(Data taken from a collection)
--*--
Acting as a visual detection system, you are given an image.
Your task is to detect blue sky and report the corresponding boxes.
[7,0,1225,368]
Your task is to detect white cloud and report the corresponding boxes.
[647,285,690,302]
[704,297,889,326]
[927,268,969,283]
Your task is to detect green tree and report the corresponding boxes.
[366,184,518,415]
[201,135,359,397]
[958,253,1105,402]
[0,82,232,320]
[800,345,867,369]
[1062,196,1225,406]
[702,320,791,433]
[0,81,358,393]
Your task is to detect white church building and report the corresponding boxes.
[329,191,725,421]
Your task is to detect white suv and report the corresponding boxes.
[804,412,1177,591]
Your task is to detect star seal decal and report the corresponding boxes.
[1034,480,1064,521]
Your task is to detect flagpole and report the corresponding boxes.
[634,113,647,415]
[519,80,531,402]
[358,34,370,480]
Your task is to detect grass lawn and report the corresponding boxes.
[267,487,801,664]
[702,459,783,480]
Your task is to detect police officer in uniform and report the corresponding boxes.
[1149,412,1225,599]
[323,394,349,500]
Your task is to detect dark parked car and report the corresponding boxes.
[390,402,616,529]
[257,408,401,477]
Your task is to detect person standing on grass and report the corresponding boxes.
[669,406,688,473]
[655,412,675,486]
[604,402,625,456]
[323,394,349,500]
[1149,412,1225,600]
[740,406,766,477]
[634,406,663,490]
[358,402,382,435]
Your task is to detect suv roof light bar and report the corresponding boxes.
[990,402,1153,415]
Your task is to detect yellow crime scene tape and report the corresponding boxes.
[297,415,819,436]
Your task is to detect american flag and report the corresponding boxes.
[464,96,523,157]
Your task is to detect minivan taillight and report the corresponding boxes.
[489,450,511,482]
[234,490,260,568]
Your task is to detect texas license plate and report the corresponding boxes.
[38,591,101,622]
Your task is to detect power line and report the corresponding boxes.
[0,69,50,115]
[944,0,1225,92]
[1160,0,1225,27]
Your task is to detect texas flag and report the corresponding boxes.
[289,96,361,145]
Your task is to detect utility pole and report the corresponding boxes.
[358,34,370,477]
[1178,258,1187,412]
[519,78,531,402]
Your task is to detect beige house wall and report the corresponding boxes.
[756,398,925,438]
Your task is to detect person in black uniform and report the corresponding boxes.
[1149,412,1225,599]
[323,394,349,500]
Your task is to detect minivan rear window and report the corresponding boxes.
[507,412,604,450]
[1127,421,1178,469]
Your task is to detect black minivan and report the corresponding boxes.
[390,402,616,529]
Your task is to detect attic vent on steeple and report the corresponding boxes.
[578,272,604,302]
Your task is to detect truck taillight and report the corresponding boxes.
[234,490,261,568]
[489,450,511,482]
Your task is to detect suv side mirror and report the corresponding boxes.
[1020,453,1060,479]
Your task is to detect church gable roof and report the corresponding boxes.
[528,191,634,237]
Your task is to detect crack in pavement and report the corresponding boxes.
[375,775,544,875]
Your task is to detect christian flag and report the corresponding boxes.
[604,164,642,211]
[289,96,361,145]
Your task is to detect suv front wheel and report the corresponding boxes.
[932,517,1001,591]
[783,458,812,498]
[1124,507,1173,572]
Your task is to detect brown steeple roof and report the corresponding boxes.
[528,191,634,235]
--*--
What the exercise asks:
Please update the records above by replacing "corresponding boxes" with "matching bounding boxes" wherever it appears, leaving everything else unchanged.

Result below:
Acting as a visual detection system, you are given an image.
Your task is to detect blue sky and report the matching bounding boxes.
[7,0,1225,368]
Your task is to detect white cloud and report the matching bounding boxes.
[647,285,690,302]
[704,297,889,326]
[927,268,969,283]
Your task is to detect green tree and report the matching bounding boxes.
[366,184,518,415]
[201,135,359,397]
[958,253,1105,402]
[0,82,232,320]
[800,345,867,369]
[1062,196,1225,406]
[702,320,791,433]
[0,81,358,393]
Your task is to detect white church building and report the matching bounding boxes.
[329,191,725,421]
Your task is to detect white suv and report the matching bounding boxes.
[804,412,1177,591]
Your task is to detect star seal decal and report the matching bounding boxes.
[1034,480,1064,521]
Your task is to detect flagpole and report the matching bounding boxes.
[634,113,647,415]
[519,80,531,402]
[358,34,370,480]
Your task is to detect grass lawn and report the matching bounding boxes.
[267,487,801,664]
[702,459,783,480]
Your task is to detect police officer in uniform and report the matching bounding boxes.
[1149,412,1225,599]
[323,394,349,500]
Your task is to detect dark parked car and report the matching bounding boxes.
[390,402,616,529]
[257,408,401,477]
Your task is to detect person standing on grass and report the matching bounding boxes.
[669,406,688,473]
[655,412,675,486]
[604,402,625,456]
[323,394,349,500]
[1149,412,1225,600]
[740,406,766,477]
[634,406,663,490]
[358,402,382,435]
Your task is to detect suv roof light bar and report the matching bounding boxes.
[990,402,1153,415]
Your task is to detect yellow crime scene tape and report the matching bounding boxes.
[297,415,819,436]
Your task is to detect american flag and report the matching bounding boxes.
[464,96,523,157]
Your task is to detect minivan taillight and report the matching bounding boxes.
[489,450,511,482]
[234,490,260,568]
Your task is to detect texas license plate and report the matching bounding boxes.
[38,591,101,622]
Your task is to detect power line and report the matching bounding boxes.
[0,69,50,115]
[944,0,1225,92]
[1160,0,1225,27]
Your task is to detect texas flag and report the matching bounding boxes.
[289,96,361,145]
Your task is to detect utility pole and report the matching bounding boxes.
[358,34,370,477]
[1178,258,1187,412]
[519,78,531,402]
Your task is to detect beige house wall and report the matching bounding boxes.
[756,398,925,438]
Your task is to detect person in black uniform and report the matching bounding boxes.
[1149,412,1225,599]
[323,394,349,500]
Your task is to detect minivan rear window and report the matching bounding boxes.
[507,412,604,450]
[1127,421,1178,469]
Your task is to detect black minivan and report the matching bounding boxes.
[390,402,616,529]
Your task is to detect attic vent on steeple and report the matching bounding boxes.
[578,272,604,302]
Your task is to detect truck taillight and report the matching bounding boxes.
[234,490,261,568]
[489,450,511,482]
Your task is to detect suv side mirror and report the matching bounding boxes.
[1020,453,1060,479]
Your task is to detect church gable roof and report the matching bounding boxes.
[528,191,634,237]
Your task is to detect crack in pavement and report the matching bounding boxes.
[375,775,544,875]
Your task is to detect christian flag and report the matching bounding boxes.
[604,164,642,211]
[289,96,361,145]
Your task is to detect suv front wheel and report the matching bounding boxes.
[932,517,1001,591]
[783,458,812,498]
[1124,507,1173,572]
Your task is to detect brown steeple roof and report the matching bounding boxes.
[528,191,634,235]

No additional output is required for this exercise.